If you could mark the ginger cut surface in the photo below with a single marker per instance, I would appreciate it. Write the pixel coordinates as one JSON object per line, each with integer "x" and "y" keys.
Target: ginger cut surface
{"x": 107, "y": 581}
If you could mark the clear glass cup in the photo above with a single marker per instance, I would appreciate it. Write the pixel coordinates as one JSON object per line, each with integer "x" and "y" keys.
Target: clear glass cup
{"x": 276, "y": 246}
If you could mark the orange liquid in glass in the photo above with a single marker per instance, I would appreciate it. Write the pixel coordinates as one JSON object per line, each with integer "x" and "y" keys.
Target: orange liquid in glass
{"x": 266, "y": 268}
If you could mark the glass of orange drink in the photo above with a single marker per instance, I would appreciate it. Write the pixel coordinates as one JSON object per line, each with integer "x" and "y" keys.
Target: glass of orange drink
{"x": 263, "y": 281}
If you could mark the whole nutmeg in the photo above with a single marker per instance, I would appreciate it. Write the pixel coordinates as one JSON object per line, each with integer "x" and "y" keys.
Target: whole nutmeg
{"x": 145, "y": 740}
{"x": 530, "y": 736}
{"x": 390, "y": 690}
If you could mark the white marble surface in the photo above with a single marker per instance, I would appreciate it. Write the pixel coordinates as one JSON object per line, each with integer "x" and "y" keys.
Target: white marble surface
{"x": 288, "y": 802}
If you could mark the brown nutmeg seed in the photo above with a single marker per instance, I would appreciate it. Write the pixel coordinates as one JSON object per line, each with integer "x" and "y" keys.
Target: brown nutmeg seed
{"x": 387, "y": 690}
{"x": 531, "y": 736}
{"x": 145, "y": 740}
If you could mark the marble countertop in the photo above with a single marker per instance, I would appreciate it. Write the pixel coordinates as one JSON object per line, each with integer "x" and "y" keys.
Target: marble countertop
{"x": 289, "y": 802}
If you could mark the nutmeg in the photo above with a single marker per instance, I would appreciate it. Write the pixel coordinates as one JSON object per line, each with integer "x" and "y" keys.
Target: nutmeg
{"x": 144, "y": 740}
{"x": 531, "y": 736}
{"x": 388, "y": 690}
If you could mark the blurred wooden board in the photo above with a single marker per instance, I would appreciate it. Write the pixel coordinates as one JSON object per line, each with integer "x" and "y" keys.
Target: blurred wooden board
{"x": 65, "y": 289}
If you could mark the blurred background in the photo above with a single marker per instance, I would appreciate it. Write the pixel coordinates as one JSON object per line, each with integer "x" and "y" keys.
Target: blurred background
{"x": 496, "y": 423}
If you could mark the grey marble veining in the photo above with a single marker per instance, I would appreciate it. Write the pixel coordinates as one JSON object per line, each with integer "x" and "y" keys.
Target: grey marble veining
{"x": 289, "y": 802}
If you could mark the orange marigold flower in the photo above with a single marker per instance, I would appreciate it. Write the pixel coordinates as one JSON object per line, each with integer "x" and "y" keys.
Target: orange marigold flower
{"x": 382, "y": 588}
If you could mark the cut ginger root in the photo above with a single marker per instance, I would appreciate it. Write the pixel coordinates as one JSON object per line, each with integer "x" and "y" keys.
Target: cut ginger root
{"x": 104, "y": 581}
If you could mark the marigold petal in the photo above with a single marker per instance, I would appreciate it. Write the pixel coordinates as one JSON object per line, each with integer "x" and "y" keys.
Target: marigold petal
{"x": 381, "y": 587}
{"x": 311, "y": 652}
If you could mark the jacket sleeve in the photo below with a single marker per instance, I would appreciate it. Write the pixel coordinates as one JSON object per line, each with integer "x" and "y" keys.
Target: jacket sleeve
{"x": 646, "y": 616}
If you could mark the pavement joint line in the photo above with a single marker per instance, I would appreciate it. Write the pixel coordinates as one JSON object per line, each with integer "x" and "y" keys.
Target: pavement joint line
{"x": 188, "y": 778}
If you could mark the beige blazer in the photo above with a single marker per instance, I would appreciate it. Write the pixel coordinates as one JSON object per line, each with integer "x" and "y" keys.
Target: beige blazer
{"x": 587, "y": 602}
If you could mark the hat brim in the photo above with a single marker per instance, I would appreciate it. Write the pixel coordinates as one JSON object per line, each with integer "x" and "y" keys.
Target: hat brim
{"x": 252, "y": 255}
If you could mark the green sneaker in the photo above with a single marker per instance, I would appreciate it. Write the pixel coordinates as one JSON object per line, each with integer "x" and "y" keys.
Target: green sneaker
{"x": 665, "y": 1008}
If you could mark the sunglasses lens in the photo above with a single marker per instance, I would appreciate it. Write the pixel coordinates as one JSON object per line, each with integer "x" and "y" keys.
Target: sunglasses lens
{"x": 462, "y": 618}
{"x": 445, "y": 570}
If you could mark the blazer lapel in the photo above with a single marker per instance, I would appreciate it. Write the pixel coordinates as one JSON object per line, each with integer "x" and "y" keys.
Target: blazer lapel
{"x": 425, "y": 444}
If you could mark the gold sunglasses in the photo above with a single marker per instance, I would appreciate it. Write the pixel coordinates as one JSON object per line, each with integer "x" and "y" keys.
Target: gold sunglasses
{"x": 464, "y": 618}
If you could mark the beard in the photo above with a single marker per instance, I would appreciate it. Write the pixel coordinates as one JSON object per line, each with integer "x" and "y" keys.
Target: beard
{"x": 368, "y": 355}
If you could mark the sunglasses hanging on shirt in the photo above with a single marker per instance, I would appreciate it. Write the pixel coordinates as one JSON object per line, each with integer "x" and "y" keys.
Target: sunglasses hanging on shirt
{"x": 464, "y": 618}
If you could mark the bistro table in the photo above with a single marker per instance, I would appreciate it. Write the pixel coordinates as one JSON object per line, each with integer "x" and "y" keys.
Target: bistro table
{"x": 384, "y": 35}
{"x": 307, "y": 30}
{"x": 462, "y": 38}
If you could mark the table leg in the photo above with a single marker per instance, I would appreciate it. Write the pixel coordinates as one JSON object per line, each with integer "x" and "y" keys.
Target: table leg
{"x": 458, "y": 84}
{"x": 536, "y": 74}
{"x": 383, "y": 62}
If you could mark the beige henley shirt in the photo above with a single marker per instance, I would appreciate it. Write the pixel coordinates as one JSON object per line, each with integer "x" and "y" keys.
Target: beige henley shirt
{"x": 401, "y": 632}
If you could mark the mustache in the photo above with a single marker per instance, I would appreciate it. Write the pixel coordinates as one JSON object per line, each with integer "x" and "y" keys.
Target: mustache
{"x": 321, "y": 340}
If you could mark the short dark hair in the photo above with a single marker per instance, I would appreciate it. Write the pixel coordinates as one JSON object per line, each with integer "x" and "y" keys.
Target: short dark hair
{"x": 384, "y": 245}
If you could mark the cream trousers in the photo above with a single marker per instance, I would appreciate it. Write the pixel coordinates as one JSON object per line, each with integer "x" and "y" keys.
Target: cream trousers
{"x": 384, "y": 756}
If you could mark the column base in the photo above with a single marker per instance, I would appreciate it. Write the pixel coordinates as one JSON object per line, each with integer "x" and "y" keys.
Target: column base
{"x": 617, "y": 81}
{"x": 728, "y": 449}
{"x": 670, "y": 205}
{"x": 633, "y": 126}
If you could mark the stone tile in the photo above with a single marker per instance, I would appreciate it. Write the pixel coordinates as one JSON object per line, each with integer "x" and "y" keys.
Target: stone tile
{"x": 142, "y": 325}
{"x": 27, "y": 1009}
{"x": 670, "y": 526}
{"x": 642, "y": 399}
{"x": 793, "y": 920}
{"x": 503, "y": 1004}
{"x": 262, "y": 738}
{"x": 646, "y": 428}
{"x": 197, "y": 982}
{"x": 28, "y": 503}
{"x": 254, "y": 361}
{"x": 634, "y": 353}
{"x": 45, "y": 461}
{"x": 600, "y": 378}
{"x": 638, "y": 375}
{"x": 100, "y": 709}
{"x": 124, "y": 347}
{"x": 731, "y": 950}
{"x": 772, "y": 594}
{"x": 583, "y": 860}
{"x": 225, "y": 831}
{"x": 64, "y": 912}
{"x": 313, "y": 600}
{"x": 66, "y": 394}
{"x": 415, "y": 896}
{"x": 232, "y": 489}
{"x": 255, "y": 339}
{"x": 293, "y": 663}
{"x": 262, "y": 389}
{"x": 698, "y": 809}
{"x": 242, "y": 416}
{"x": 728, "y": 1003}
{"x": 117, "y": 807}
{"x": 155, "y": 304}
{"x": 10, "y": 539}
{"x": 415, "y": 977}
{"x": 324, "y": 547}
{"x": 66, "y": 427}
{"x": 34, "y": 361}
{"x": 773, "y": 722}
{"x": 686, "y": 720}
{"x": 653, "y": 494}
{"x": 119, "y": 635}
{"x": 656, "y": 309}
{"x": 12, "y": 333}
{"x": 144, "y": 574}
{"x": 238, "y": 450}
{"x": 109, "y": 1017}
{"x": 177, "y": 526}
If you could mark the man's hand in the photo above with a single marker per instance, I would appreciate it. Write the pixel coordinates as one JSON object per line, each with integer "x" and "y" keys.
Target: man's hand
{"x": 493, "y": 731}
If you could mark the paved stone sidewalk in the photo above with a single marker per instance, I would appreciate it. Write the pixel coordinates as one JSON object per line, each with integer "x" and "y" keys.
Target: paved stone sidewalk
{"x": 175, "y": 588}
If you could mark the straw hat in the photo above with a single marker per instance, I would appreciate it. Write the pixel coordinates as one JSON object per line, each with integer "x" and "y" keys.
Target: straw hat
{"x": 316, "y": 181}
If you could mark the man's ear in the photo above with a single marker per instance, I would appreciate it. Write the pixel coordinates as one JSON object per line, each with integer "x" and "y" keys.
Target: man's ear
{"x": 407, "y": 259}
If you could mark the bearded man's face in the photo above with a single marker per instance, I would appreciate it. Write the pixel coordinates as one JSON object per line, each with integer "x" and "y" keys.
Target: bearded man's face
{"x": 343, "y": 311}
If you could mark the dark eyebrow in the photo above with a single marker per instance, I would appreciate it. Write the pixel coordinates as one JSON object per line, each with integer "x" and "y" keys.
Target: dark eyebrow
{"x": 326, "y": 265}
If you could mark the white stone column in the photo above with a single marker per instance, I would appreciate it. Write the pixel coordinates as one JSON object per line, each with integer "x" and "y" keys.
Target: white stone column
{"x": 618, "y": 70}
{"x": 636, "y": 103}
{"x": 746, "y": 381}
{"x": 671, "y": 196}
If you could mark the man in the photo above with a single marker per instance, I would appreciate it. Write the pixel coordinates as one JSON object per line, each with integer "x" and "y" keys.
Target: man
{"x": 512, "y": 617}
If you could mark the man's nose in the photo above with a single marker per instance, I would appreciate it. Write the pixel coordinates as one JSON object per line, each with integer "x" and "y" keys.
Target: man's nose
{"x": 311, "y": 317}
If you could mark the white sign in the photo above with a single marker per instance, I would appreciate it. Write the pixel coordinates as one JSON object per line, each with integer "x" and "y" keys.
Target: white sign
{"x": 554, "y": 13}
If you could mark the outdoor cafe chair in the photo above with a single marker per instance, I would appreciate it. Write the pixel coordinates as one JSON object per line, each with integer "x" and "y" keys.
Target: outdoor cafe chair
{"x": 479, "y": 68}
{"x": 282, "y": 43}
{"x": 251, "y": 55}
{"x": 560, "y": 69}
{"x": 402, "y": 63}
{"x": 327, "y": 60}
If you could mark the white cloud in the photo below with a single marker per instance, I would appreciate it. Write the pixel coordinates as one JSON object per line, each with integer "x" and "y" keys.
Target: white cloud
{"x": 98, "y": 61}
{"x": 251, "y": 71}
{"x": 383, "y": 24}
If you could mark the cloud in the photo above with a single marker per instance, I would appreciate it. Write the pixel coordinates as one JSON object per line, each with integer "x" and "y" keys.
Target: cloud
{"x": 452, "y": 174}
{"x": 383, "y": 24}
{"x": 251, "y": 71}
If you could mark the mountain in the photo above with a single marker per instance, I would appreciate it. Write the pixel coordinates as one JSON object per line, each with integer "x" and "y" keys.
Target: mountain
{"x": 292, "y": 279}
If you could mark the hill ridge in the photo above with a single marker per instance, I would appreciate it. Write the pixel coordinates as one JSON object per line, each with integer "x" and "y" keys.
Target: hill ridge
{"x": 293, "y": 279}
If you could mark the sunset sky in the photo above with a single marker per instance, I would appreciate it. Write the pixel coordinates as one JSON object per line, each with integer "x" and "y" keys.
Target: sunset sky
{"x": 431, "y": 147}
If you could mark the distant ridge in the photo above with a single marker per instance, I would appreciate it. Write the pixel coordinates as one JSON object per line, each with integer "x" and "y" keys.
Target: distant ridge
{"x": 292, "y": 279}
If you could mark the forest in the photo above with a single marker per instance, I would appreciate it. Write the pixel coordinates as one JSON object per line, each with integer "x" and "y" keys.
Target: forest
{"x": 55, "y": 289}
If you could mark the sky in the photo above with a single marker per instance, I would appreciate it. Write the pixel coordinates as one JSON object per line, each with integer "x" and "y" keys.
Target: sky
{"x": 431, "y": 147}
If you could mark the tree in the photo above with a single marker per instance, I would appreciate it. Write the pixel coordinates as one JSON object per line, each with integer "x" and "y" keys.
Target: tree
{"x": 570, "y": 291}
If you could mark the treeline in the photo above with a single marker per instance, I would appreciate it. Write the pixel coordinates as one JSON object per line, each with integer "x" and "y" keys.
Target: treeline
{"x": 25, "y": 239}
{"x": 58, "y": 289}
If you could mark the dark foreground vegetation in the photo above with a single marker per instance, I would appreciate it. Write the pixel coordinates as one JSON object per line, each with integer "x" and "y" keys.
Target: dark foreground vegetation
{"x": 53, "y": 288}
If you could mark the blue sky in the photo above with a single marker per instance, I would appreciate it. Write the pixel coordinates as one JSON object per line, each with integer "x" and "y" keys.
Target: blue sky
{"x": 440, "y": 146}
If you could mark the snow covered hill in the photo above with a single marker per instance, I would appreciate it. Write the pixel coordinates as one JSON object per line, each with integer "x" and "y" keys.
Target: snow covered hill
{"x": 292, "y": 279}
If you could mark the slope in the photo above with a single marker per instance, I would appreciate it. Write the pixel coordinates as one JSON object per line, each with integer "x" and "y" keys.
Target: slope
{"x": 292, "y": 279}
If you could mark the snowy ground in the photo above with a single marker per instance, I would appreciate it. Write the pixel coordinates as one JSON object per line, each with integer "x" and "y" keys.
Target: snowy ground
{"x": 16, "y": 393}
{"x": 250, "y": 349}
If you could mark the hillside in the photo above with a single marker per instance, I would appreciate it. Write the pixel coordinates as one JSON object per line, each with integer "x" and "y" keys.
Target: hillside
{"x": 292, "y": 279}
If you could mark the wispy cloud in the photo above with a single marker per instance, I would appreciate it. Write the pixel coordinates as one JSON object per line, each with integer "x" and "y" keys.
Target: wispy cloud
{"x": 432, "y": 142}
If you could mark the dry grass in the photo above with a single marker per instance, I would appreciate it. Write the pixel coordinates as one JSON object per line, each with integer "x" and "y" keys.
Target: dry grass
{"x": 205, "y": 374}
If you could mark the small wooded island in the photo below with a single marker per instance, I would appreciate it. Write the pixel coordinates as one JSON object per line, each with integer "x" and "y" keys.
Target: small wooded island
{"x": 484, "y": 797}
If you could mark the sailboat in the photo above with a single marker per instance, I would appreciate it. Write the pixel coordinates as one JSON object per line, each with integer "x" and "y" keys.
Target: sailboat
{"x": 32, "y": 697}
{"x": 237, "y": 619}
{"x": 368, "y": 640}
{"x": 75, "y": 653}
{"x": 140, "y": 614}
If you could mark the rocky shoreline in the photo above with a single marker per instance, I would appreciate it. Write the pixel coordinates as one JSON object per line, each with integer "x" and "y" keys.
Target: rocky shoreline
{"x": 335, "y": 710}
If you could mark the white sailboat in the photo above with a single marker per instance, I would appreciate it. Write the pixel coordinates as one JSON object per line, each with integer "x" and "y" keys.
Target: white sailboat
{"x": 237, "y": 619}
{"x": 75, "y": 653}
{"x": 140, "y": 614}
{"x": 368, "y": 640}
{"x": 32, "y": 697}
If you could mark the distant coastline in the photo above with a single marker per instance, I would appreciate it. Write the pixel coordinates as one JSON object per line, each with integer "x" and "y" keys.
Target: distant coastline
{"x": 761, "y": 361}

**The problem:**
The lines to return are those in the records above that hold the word "below".

**Finished task:**
If you could mark the ginger cut surface in the photo below with a single marker per instance, I would appreciate it. Write the pixel coordinates as one JSON object per line, each with integer "x" and "y" keys.
If you could mark the jacket sleeve in the photo below with a single marker per instance, I would appreciate it. Write the pixel coordinates as one JSON object per line, each with integer "x" and "y" keys.
If you could mark the white cloud in the photo below with a single marker per instance, I would appreciate it. Write the pixel coordinates as one JSON object per line, each with integer "x" and "y" keys.
If you could mark the small wooded island in the photo below with a single marker per instance, I would appreciate it. Write the pixel coordinates as one JSON object per line, each with integer "x" and "y" keys.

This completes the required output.